[PROBLEM REQUIREMENTS] Arrange everything from the line containing "Given the photograph below" down to the end of the records below as a numbered list, omitting any blank lines.

[PROVIDED RECORDS]
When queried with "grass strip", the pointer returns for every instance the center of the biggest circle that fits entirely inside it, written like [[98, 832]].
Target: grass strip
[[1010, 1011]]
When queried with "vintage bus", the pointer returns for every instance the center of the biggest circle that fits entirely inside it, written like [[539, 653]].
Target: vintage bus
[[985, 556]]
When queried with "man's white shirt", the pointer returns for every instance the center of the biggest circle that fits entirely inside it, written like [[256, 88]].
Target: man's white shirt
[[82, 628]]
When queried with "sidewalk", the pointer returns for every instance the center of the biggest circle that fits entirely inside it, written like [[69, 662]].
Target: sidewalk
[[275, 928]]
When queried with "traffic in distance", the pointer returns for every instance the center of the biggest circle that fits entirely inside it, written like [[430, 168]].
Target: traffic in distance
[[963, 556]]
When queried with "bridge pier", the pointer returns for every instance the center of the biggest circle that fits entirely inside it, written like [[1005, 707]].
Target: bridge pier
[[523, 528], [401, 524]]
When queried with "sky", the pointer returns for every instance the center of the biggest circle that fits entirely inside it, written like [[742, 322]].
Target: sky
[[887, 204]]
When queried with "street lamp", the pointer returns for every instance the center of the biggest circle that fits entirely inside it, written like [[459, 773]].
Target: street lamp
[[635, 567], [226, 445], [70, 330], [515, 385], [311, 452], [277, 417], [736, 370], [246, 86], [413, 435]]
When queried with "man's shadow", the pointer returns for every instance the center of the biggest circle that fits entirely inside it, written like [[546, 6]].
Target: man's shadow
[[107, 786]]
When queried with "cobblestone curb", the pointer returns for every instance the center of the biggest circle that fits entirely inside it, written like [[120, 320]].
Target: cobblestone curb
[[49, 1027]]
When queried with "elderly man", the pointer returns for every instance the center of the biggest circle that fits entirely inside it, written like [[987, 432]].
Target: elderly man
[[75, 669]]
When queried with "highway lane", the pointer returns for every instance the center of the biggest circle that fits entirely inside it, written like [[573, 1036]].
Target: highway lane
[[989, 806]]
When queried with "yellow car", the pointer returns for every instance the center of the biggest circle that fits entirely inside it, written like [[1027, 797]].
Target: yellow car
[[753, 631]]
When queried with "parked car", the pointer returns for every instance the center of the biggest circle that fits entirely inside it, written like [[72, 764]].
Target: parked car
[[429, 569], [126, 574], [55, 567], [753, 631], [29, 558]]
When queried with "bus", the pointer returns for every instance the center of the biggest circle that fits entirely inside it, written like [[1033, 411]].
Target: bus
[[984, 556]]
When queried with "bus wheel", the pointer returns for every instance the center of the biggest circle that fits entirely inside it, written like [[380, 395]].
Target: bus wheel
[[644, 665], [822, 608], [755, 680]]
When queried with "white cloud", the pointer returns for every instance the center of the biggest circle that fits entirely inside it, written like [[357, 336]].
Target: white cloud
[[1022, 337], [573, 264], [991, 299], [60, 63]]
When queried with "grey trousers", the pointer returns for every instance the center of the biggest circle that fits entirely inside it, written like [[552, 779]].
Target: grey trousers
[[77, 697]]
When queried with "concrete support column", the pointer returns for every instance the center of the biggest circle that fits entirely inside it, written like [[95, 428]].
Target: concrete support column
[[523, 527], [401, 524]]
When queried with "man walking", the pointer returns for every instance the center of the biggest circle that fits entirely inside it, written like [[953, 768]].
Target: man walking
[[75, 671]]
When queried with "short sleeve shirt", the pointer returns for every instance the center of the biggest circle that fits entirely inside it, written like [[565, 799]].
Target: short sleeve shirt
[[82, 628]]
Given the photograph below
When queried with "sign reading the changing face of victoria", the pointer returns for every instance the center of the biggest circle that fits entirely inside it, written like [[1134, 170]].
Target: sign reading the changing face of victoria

[WRITTEN REPLY]
1. Given the photograph below
2. When queried with "sign reading the changing face of victoria", the pointer returns for every instance the center of the biggest circle that fits entirely inside it, written like [[1134, 170]].
3. Target: sign reading the changing face of victoria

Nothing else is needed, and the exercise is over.